[Natural language region descriptions]

○ ○ ○ ○ ○ ○ ○

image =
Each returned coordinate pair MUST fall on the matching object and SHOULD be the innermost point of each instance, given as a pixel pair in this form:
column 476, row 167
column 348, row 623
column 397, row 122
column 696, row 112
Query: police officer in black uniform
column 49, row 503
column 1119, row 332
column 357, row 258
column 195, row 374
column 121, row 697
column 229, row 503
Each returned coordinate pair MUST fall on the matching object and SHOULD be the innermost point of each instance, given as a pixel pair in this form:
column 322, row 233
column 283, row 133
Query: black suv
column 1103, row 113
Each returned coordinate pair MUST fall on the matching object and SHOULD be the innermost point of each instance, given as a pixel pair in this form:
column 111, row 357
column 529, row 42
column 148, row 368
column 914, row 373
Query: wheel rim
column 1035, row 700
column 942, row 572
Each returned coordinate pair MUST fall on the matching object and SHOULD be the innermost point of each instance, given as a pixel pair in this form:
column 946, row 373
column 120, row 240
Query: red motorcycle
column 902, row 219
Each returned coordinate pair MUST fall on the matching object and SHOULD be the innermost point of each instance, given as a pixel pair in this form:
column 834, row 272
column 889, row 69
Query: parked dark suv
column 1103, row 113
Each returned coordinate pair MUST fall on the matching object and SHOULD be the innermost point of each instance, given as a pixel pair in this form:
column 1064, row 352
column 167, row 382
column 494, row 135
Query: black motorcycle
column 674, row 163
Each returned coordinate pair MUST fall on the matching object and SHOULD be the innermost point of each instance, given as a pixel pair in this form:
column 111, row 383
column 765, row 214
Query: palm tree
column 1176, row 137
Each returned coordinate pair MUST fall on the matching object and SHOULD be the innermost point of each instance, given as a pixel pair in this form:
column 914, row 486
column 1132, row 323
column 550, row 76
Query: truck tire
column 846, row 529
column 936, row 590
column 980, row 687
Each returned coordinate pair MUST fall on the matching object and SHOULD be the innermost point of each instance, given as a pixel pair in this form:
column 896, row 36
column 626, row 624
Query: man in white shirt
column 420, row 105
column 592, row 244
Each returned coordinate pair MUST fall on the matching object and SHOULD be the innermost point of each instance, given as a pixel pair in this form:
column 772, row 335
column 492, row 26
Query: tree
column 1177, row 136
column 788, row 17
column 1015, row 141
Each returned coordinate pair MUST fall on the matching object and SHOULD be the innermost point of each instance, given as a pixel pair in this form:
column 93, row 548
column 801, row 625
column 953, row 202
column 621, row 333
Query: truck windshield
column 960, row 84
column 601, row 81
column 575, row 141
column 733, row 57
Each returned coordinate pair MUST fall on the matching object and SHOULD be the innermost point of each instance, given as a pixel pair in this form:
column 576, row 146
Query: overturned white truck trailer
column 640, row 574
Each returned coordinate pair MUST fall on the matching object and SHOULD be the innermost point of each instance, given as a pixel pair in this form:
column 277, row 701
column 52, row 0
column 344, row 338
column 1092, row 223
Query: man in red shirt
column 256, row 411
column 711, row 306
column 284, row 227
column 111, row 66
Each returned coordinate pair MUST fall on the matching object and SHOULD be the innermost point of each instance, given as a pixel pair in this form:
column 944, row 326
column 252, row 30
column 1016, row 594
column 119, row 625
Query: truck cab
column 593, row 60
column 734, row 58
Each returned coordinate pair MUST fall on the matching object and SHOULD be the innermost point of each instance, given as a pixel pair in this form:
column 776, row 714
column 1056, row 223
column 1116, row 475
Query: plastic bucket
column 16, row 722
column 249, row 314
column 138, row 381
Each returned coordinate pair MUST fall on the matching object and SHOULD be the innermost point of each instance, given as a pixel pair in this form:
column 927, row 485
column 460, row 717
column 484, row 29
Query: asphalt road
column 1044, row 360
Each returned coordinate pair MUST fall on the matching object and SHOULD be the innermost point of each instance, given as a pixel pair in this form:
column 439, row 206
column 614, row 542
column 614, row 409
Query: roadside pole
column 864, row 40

○ ○ ○ ○ ○ ○ ○

Prompt
Would you print, exactly as written, every line above from the one holding "Query: truck tire" through the one holding "column 626, row 624", with both included and no other lines?

Output for this exercise
Query: truck tire
column 846, row 529
column 936, row 590
column 980, row 687
Each returned coordinate pair MUST fall on the matching object and SHOULD be the innermost point of each instance, given as a pixel pair in this form:
column 896, row 36
column 626, row 624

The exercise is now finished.